And Krampus doesn’t stop at punishing kids. No, when he’s not dispensing yuletide justice, he’s goosing attractive women and licking faces like Rick James on a crackful night. Krampus is a straight-up poon hound. Unlike that grandfatherly twat Santa Claus, ever the family man, Krampus crushes mad ass on the reg. There is no Mrs. Krampus. He doesn’t need one. He’s got game, and he wants to fist your mother after he eats your soul.

Speaking of eating, don’t bother leaving cookies and milk. Krampus is lactose intolerant and immune to baked goods bribery. Whiskey and steak might buy you a few seconds, but ultimately, there’s only one way to avoid his wrath: walk the path of righteousness, and avoid assholishness the rest of the year.

 

N.P.: “Overlord” – Thorr

The Marquis Checks Out

 

For a certain subset of us – the literary degenerates, the philosophical deviants, the connoisseurs of exquisite moral wreckage – this date marks the anniversary of an exit.

*Supplied information*.
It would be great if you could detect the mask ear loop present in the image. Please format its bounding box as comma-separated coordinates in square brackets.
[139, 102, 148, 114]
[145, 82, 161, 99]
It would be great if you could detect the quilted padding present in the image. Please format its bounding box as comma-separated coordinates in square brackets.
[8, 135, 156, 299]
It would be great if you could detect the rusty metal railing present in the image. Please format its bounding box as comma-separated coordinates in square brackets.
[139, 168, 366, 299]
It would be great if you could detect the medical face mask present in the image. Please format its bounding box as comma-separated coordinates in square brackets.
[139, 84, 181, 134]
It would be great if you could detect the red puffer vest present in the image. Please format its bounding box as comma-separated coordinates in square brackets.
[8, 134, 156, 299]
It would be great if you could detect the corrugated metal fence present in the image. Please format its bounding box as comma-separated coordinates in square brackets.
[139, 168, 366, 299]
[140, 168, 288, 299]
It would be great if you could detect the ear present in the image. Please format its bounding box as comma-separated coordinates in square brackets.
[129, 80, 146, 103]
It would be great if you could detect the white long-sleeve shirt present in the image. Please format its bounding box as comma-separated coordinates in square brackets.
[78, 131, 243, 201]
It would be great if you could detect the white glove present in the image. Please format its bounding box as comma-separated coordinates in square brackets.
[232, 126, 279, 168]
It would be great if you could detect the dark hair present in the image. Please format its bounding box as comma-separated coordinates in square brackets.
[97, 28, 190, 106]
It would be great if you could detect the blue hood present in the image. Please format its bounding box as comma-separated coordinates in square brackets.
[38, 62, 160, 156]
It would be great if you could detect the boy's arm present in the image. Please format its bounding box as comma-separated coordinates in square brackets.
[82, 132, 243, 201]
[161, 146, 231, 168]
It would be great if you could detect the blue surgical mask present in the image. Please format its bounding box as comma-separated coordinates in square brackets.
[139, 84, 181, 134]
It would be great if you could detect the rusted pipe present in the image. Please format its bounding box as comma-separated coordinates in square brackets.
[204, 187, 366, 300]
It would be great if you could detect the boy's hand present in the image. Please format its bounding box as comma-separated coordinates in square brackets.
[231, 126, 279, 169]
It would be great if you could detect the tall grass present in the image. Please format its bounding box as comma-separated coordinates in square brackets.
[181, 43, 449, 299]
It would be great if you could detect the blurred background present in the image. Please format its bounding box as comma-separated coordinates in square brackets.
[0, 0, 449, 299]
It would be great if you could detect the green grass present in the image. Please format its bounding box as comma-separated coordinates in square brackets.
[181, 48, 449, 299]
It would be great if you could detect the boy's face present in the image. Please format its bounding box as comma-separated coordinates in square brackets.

...

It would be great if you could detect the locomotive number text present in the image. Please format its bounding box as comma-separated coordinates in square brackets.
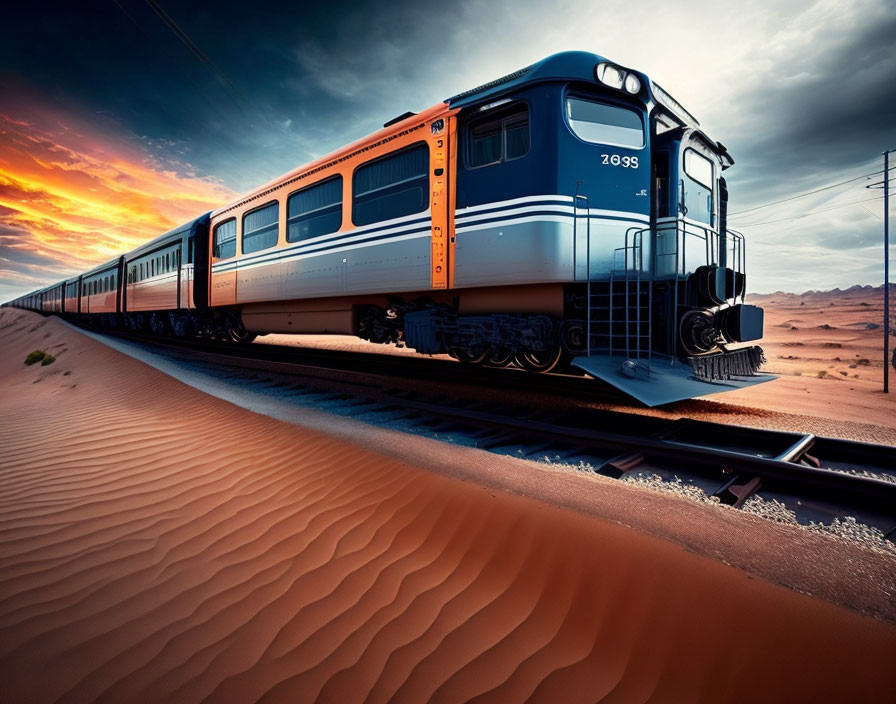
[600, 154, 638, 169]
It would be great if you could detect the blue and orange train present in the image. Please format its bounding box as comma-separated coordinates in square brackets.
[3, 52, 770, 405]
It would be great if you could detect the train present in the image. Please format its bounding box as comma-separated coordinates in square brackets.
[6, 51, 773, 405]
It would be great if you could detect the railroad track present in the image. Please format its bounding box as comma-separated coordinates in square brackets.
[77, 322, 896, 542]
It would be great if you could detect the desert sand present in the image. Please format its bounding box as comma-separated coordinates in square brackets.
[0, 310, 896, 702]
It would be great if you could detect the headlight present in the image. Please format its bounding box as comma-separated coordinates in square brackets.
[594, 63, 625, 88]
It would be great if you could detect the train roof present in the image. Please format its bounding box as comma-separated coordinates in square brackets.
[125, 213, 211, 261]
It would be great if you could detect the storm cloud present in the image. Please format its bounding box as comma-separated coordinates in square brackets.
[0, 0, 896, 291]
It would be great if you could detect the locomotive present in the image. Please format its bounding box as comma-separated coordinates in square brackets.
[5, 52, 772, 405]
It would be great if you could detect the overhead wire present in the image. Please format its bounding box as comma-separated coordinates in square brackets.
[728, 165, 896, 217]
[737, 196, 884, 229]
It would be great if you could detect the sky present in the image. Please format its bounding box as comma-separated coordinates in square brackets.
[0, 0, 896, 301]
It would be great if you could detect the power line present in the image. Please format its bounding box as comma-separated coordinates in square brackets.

*Description of the task*. Pick up the blog text on Krampus and the Marquis immediately after its final sentence and continue it.

*Expected answer*.
There’s something perversely satisfying about the fact that Donatien Alphonse François – the Marquis de Sade, aristocrat, pornographer, philosopher, lunatic, prophet of the flesh, the ayatollah of rock’n’rolla – died on this day in 1814, tucked away in the asylum at Charenton like a dangerous animal finally caged, though still scribbling until the last.  The man whose name became a synonym for deriving pleasure from another’s pain.  A name whispered in polite society with the same horrified glee as a newly discovered plague.  The Marquis.  The original.  He went out not with guillotines or mobs with pitchforks and torches, but with the slow rot of institutional confinement.

This wasn’t a gentle passing.  This was the extinguishing of a human firestorm, a man who spent a significant portion of his 74 years (something like three decades, if you’re keeping score) locked away.  Kings, revolutionaries, and emperors all took one look at this dude and his…proclivities…and decided he was better off behind very thick walls.  And what did our boy de Sade do with all that quiet time?  He wrote.  His novels – Justine, Juliette, 120 Days of Sodom – are endurance tests, labyrinths of cruelty and desire where the reader is both voyeur and victim.  They are quite obscene, of course, but also philosophical in the most unnerving sense: they ask whether freedom means anything of it doesn’t include the freedom to be monstrous.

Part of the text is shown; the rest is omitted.